Supplied passage:
++++
Expert and cost advance services. Specialty vendors that finance specific expert work on individual cases, with repayment from the case proceeds. The cost is high, but the funding is matched to the case rather than weighing on the firm-level balance sheet.

A growing firm typically uses two or three of these in combination. The mix shifts as the case portfolio shifts; trucking-heavy and catastrophic-heavy portfolios need different financing profiles than soft-tissue-heavy ones.

The closing-side math

When a case closes, the recovery flows through a priority sequence: medical liens (subject to negotiation, see the lien-mechanics primer), statutory liens like Medi-Cal and ERISA, costs advanced by the firm, the attorney's fee, and finally the client share. Each step has its own discount-and-negotiation profile. The firm's net realization on a settled case is usually substantially below what a naive read of the case file would suggest.

A firm that does not run the closing-side math at intake is a firm that will eventually take cases that look profitable on paper and lose money on after working capital costs and lien recoveries. The discipline is to run a back-of-envelope close estimate at the intake stage, again at the demand-letter stage, and again at the mediation stage. The estimates rarely match. The point is to update the firm's view of the portfolio in close to real time.

The 2026 working-capital environment

Two observations on the current finance environment matter to PI firm partners considering growth. First, bank credit availability for plaintiff firms with documented track records has remained relatively stable through the year, with terms broadly in line with where they were in 2024. Second, the specialty litigation-finance market has continued to mature, with more lenders in the space and somewhat narrower spreads than five years ago. The financing options for a well-run plaintiff firm are better now than they have been in a long time.

The flip side is that case maturities have lengthened. Carriers are slower to settlement than they were in 2022, mediation is harder on mid-range cases (see the verdict pattern piece), and trial dates are routinely set further out. The working-capital cycle has stretched by an average of three to four months across the industry. That extension translates directly into higher financing costs per case.

The portfolio metrics worth tracking

Three numbers I track monthly on every firm I have run or advised:

Cost-advanced-to-recovery ratio — over a rolling twelve-month window. A firm where every dollar of advanced cost is producing $5 of gross recovery is healthier than one where the ratio is $3. The deterioration of this ratio is the first leading indicator of case-selection drift.
++++
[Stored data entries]

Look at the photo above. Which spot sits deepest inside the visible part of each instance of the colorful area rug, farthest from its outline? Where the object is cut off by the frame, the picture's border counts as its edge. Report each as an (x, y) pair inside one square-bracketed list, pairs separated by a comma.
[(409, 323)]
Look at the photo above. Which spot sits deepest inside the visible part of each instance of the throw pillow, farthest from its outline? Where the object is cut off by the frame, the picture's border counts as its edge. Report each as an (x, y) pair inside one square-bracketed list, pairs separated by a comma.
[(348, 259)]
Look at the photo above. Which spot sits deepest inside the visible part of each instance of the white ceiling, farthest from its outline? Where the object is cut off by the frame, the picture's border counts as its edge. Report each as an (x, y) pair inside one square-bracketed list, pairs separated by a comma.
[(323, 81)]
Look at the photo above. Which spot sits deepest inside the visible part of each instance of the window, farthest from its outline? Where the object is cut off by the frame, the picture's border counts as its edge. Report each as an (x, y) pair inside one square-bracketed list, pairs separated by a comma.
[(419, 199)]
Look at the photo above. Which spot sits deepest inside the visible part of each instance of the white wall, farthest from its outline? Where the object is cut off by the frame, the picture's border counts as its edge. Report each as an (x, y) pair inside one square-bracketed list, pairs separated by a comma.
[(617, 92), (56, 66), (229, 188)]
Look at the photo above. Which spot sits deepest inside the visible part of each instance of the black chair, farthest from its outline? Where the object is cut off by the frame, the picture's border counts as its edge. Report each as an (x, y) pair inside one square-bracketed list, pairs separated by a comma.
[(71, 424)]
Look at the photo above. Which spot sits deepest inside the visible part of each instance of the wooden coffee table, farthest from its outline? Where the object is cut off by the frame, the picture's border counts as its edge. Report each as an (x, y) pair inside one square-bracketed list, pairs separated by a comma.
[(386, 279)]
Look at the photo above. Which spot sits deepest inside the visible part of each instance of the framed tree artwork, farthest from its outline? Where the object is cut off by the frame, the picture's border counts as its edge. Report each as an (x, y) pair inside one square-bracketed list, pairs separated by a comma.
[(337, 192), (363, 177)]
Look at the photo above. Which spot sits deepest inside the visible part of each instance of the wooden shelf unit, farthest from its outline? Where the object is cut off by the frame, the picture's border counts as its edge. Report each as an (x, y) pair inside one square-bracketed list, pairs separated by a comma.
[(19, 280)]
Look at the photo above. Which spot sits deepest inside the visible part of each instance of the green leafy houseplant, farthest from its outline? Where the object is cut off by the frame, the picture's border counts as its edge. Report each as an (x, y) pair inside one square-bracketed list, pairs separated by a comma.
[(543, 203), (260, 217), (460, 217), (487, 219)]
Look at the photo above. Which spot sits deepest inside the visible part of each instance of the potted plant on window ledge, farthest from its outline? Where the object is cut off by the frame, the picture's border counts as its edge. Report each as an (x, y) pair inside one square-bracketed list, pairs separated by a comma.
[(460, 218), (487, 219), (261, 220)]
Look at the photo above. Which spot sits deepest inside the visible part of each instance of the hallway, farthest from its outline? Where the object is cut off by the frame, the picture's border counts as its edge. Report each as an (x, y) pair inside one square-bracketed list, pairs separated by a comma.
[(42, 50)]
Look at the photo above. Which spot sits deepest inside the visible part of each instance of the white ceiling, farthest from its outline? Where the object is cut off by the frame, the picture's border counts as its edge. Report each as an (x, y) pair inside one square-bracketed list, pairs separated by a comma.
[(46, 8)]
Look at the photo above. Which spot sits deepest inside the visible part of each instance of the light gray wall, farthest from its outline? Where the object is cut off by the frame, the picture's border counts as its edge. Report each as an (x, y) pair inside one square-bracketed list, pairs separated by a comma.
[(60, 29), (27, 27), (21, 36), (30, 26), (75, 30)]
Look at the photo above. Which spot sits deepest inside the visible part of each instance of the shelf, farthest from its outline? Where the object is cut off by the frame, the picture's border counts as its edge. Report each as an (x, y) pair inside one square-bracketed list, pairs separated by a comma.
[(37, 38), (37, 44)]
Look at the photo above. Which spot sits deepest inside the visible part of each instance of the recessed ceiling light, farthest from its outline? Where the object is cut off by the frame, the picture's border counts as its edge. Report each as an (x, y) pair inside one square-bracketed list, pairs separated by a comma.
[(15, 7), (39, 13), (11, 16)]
++++
Task instructions:
[1] In the passage on plaintiff-firm finance, starting at "The flip side" and ending at "costs per case.", rewrite the text with "Carriers" substituted by "Insurers".
[2] Answer these questions from the passage on plaintiff-firm finance:
(a) In the priority sequence a recovery flows through when a case closes, what comes last?
(b) By how much has the working-capital cycle stretched on average across the industry?
(c) Over what window is the cost-advanced-to-recovery ratio measured?
[3] Continue the passage on plaintiff-firm finance from its last sentence.

Answers to the problems:
[1]
The flip side is that case maturities have lengthened. Insurers are slower to settlement than they were in 2022, mediation is harder on mid-range cases (see the verdict pattern piece), and trial dates are routinely set further out. The working-capital cycle has stretched by an average of three to four months across the industry. That extension translates directly into higher financing costs per case.

[2]
(a) The client share.
(b) Three to four months.
(c) A rolling twelve-month window.

[3]
Average case-to-close cycle time — days from intake to first settlement check. The single most useful working-capital indicator. When this number drifts upward by twenty percent, the firm's working-capital requirement has just expanded proportionally even if caseload is flat.

Lien-write-down realization — the percentage of medical-specials face value that the firm actually writes the recovery check for, in aggregate. A practice that consistently lands at fifty percent of face is in better shape than one that lands at sixty-five percent. The difference compounds across the portfolio.

For the operational tracking layer that produces these numbers, see building a lien portfolio. The metrics are useless without the underlying tracking discipline.

The risk that ends firms

The risk that has put more plaintiff PI firms into receivership than any other is a concentrated trial loss on a case that exhausted the firm's available working capital. The case was real, the work was good, the trial result was bad, and the firm could not absorb the loss without selling off receivables on the rest of the portfolio at a steep discount. Once that sale happens, the firm's break-even point on the remaining caseload becomes very difficult to clear.

The discipline that protects against this risk is portfolio diversification. No single case should represent more than a modest fraction of the firm's working-capital exposure. The firms that have run for decades and weathered multiple cycles are the firms that ran a portfolio, not a hero file. The whole game in plaintiff PI practice, after the cases themselves, is to keep the portfolio diversified enough that no single bad outcome ends the operation.